◆ **Gegebene Anweisung 1**
Gib aus dem Interview zur Vienna Design Week den Abschnitt wörtlich wieder, beginnend bei „STANDARD: Inwiefern?“ und endend bei „ein ökologisches Thema?“.
◆ **Gegebene Anweisung 2**
Setze das Interview mit Lilli Hollein über die Vienna Design Week im Anschluss an seinen letzten Satz fort.

Lilli Hollein, Direktorin der Vienna Design Week, die am Freitag in die zwölfte Runde startet.

Foto: Nathan Murrell

Lilli Hollein kommt einige Minuten zu spät zum Gespräch ins Büro der Vienna Design Week an der Rechten Wienzeile. Angesichts ihres derzeitigen Terminkalenders hätte man ihr auch ein paar Minuten mehr verziehen. Während sich die Autos unter dem offenen Fenster den Naschmarkt entlangstauen, freut sie sich auf einen Kaffee und nimmt im Besprechungszimmer des Büros Platz. An der Wand hängen ein Stadtplan sowie unzählige Post-its in verschiedensten Farben, die Ordnung in das Wirrwarr von 150 Veranstaltungen während der Design Week ab Freitag bringen sollen.

STANDARD: In einer Woche geht's los mit dem Rambazamba der Design Week an etlichen Orten in Wien. Haben Sie schon Blasenpflaster besorgt?

Lilli Hollein: Nein, denn ich trainiere monatelang auf diesen Marathon hin.

STANDARD: Und wie schaut es mit dem bevorstehenden Schlafdefizit aus?

Hollein: Da habe ich kein Problem. Klar ist das Programm erschöpfend, aber ich finde es super. Außerdem gibt es so etwas wie Festival-Adrenalin.

STANDARD: Die Nanny wird auch Überstunden machen.

Hollein: Sagen wir es so: Ich bin meinem Mann sehr dankbar, dass er viel abfedert. Es gibt überhaupt ein tolles Netzwerk, das sich quasi mit mir auf die Design Week und so manche Nachtschicht vorbereitet. Und das ganz ohne Protest.

STANDARD: Gutes Stichwort: Ein Bereich, dem sich die Design Week heuer widmet, lautet Protest. Wie kann Design protestieren?

Hollein: Design kann ein Werkzeug zum Sichtbarmachen von Protest sein, vom klassisch analogen Plakat bis hin zu digitalen Strategien. Der Designbereich ist in den vergangenen zehn Jahren wichtiger geworden, weil auch mehr protestiert wird.

STANDARD: Inwiefern?

Hollein: Designer haben zunehmend erkannt, dass sie am Beginn einer Konzeptionskette stehen. Sie können durch verschiedene Werkzeuge ihre Anliegen sichtbar machen. Dazu gehört auch Überzeugungsarbeit gegenüber Unternehmern und Produzenten. Gelingt diese, kann man gegen Überfluss, falschen Umgang mit Ressourcen etc. protestieren.

STANDARD: Also ein ökologisches Thema?

◆ **Vorliegende Angaben**
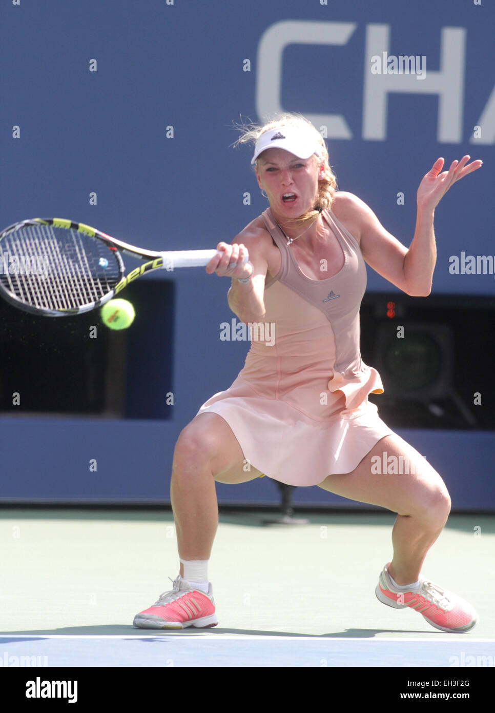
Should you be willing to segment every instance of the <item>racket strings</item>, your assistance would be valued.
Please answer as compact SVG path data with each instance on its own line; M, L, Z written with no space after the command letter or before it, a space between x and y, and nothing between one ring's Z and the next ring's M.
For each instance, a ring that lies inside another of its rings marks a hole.
M33 307L64 310L91 304L113 289L121 277L114 251L72 228L25 225L0 245L4 258L0 281L17 299Z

◆ **Endergebnis 1**
STANDARD: Inwiefern?

Hollein: Designer haben zunehmend erkannt, dass sie am Beginn einer Konzeptionskette stehen. Sie können durch verschiedene Werkzeuge ihre Anliegen sichtbar machen. Dazu gehört auch Überzeugungsarbeit gegenüber Unternehmern und Produzenten. Gelingt diese, kann man gegen Überfluss, falschen Umgang mit Ressourcen etc. protestieren.

STANDARD: Also ein ökologisches Thema?

◆ **Endergebnis 2**
Hollein: Ja, aber auch ein soziales. Es geht um eine Bewusstseinsschaffung. Das betrifft zum Beispiel das Hinterfragen von Trendzyklen, wie sie in der Mode vorherrschen, wo ständig neue Begehrlichkeiten entwickelt werden. Auch hier ist die Kommunikation mit Designern gefragt.

STANDARD: Ein Kollege von der "Süddeutschen Zeitung" hat Sie als geniale Kommunikatorin bezeichnet ...

Hollein: ... an dem Abend habe ich wohl etwas richtig gemacht.

STANDARD: Hilft diese Eigenschaft beim Protestieren?

Hollein: Protest bedeutet Artikulation und somit Kommunikation. Kommunikation bedeutet auch eine Art von Aufstehen und Sagen, was man denkt. Manchmal macht man sich das Leben auch schwerer, wenn man kommuniziert (lacht). Da steht man halt hin und wieder als Hantige da, aber damit kann ich leben.

STANDARD: Es gibt Menschen, die behaupten, Sie wollten sich die heimische Designszene krallen und es gebe in Sachen Design kaum ein Vorbeikommen an Ihnen.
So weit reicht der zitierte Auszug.